Count how many lines of the material below contain the string "blue", matching case exactly, and reply with the number alone.

- Data section -
════════════════

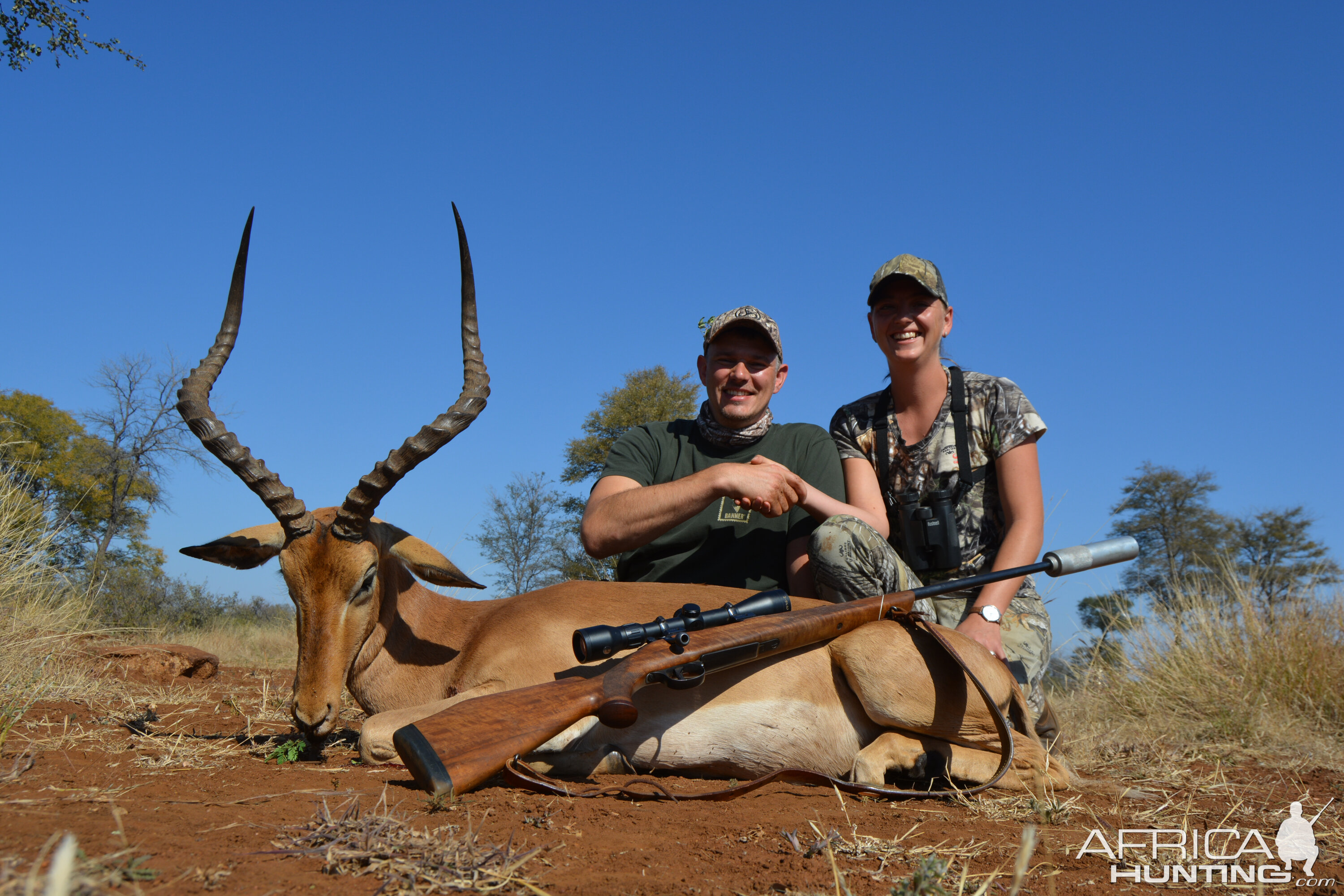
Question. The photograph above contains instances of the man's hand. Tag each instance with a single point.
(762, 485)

════════════════

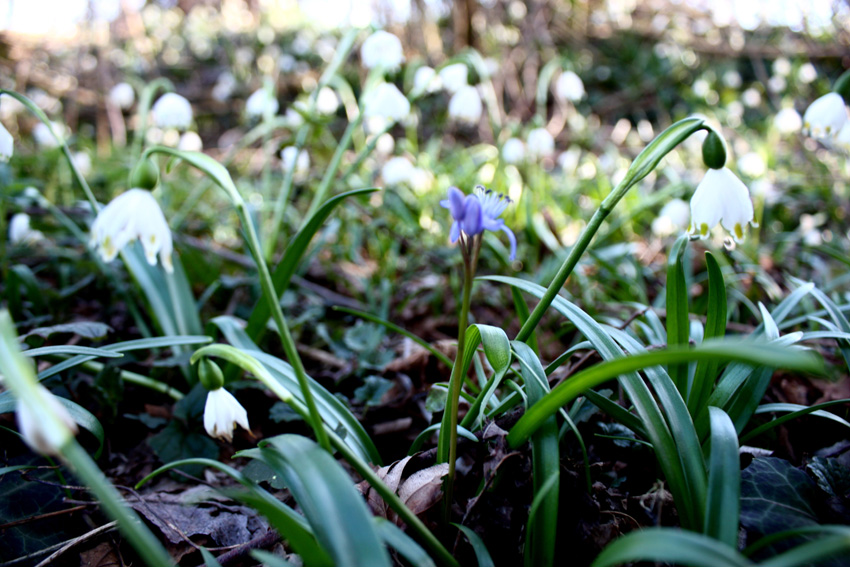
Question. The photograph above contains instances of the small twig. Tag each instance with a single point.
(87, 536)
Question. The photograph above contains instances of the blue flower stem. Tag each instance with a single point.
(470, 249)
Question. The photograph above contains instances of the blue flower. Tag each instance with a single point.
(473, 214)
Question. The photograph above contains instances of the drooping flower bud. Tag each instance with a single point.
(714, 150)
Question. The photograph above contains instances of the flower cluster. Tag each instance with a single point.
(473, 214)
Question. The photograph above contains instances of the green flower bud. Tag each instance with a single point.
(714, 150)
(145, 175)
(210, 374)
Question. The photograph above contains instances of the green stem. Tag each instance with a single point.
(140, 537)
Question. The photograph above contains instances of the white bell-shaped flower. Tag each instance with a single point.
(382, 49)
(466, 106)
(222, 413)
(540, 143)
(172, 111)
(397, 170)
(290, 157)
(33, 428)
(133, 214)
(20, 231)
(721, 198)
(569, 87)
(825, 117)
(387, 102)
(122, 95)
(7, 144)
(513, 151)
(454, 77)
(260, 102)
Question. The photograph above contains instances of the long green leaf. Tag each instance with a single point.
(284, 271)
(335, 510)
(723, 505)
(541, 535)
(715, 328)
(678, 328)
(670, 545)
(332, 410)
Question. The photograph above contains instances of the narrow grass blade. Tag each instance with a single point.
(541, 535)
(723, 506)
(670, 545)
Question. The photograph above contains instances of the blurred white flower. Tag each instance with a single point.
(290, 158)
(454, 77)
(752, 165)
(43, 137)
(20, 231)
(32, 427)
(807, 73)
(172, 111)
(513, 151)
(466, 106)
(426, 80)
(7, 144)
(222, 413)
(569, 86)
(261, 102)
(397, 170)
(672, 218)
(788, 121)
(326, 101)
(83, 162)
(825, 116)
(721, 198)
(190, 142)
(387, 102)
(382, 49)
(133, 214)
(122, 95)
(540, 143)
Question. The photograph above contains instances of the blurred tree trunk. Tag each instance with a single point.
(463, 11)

════════════════

- Reply -
2